## TEXT FOR ANALYSIS
((
Harriet Anena grew up during the LRA's reign of terror. She is a poet, journalist, writer, farmer and survivor. Tiah caught up with her to discuss her latest volume of poetry, A Nation in Labour.
Tiah: You have a poetry collection out, A Nation in Labour. In an interview you stated that it began as a form of therapy while looking for answers. Now that it is published, can you say that the act of writing was therapeutic and led you to answers? Or did the poems take you to places outside your intentions?
Harriet: Writing the poems was immensely therapeutic, especially the ones under the “Scratching Destiny" section of the book. Here, I explore my experiences as a child who lived through the LRA insurgency in northern Uganda and the post-war period. Today, I still keenly watch how people are piecing back the torn pieces of their lives; but also the post-war challenges such as child-headed homes, land disputes, crime, alcoholism, etc. All these issues feature in my writing.
Tiah: Hilda Twongyeirwe has been quoted as saying, "Men have been there for too long, let’s have some space.” Is poetry providing the space you need? Or are you finding that your poems are being confined by being interpreted as through a male prisim?
Harriet: I believe that words, whether weaved as poetry or prose, can always find space to survive and thrive; one just needs to find out the how. In Uganda, some of the most incredible poets are women – Rehema Nanfuka, Beverley Nambozo Nsengiyunva, Melissa Kiguwa, Lillian A Aujo, to mention but a few. It is these women and a couple of other writers, who steady my hands as I put pen to paper.
Basing on the feedback I have received following the publication of A Nation In Labour, I’m even more convinced that words can tear down any confines within which they may be caged –whether it being political, gender or economic confines.
))
## ASSIGNMENT
Please write out the stretch of the Harriet Anena interview from "Harriet: I believe" through "or economic confines." word for word.

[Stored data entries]
((
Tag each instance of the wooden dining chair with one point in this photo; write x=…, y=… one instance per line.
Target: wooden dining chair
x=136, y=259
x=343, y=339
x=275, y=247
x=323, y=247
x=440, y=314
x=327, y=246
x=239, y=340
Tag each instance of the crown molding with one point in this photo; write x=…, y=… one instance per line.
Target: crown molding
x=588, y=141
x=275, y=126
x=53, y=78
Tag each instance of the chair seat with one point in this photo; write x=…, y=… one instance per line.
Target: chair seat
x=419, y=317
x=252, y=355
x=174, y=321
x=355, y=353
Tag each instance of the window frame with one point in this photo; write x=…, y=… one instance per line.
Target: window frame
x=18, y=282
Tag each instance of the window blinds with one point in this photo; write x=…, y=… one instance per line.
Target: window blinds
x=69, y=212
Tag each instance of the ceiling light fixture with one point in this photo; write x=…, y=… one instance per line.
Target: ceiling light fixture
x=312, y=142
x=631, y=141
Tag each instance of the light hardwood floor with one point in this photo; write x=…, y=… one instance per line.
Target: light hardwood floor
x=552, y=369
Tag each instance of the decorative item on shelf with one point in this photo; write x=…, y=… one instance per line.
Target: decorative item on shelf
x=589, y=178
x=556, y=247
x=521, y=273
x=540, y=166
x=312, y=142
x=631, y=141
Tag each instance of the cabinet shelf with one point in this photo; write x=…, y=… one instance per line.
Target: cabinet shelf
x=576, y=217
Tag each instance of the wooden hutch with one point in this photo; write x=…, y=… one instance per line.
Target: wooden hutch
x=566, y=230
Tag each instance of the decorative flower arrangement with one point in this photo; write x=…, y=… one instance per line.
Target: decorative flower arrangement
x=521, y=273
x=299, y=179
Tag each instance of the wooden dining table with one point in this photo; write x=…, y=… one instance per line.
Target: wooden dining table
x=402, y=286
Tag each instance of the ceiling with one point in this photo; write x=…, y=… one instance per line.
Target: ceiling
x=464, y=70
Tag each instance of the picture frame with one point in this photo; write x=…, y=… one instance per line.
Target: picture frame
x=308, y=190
))
## RESPONSE TO THE TASK
Harriet: I believe that words, whether weaved as poetry or prose, can always find space to survive and thrive; one just needs to find out the how. In Uganda, some of the most incredible poets are women – Rehema Nanfuka, Beverley Nambozo Nsengiyunva, Melissa Kiguwa, Lillian A Aujo, to mention but a few. It is these women and a couple of other writers, who steady my hands as I put pen to paper.
Basing on the feedback I have received following the publication of A Nation In Labour, I’m even more convinced that words can tear down any confines within which they may be caged –whether it being political, gender or economic confines.